__Exercise__:
Please pick out every line in the rows below that contains the word "group" and copy each of those lines.

__Dataset content__:
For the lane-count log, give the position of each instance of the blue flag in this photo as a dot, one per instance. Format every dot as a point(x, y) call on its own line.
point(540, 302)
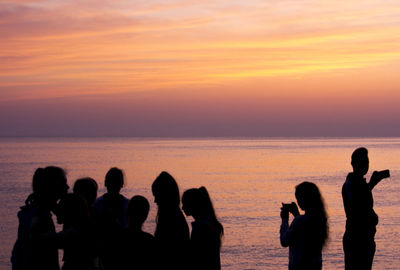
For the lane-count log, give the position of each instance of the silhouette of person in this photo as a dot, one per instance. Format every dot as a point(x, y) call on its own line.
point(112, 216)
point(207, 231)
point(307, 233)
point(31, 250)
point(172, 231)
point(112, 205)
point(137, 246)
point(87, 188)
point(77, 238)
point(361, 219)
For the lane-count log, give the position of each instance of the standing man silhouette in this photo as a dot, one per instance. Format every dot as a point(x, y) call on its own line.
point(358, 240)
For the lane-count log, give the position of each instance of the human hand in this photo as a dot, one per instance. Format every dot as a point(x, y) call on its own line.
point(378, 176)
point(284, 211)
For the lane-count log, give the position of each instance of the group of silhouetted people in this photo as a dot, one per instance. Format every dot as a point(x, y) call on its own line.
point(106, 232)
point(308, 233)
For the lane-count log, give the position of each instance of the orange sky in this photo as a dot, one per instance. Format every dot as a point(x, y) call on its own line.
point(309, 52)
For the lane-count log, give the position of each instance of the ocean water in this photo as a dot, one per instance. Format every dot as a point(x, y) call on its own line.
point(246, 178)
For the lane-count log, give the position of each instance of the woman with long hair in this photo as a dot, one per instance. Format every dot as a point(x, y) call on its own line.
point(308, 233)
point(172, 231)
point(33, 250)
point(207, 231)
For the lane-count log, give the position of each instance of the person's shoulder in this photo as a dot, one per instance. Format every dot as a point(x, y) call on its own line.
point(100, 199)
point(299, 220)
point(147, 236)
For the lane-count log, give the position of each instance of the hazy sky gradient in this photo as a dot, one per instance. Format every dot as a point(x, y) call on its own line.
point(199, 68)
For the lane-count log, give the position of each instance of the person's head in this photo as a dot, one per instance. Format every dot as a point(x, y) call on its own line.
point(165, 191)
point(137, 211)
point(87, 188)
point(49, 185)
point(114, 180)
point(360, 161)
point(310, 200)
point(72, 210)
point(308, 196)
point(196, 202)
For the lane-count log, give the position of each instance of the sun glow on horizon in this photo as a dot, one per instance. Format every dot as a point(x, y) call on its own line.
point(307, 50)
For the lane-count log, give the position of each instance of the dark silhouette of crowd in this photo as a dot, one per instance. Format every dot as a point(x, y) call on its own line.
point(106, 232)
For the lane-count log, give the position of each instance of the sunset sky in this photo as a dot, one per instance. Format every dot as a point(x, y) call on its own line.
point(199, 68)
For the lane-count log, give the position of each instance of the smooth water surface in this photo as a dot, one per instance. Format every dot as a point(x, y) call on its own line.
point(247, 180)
* * *
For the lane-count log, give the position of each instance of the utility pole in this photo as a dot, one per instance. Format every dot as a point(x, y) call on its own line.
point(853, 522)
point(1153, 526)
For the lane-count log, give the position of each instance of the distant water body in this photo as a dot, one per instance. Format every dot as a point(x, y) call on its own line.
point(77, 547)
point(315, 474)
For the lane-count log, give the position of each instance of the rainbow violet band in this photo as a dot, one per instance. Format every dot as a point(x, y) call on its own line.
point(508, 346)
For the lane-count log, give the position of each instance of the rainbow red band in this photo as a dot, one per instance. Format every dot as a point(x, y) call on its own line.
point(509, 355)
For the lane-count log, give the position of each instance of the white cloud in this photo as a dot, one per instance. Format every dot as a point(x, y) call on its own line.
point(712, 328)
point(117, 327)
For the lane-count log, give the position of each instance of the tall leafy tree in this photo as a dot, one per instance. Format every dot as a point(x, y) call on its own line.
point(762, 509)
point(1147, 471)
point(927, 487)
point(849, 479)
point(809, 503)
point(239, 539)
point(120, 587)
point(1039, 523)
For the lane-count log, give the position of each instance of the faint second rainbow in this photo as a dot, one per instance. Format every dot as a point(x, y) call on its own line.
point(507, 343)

__Result for this exercise__:
For the lane-count log, give the position of each instance of the group of silhouetted people in this photo as a dot, one per instance. Format every dot as a point(x, y) call on its own line.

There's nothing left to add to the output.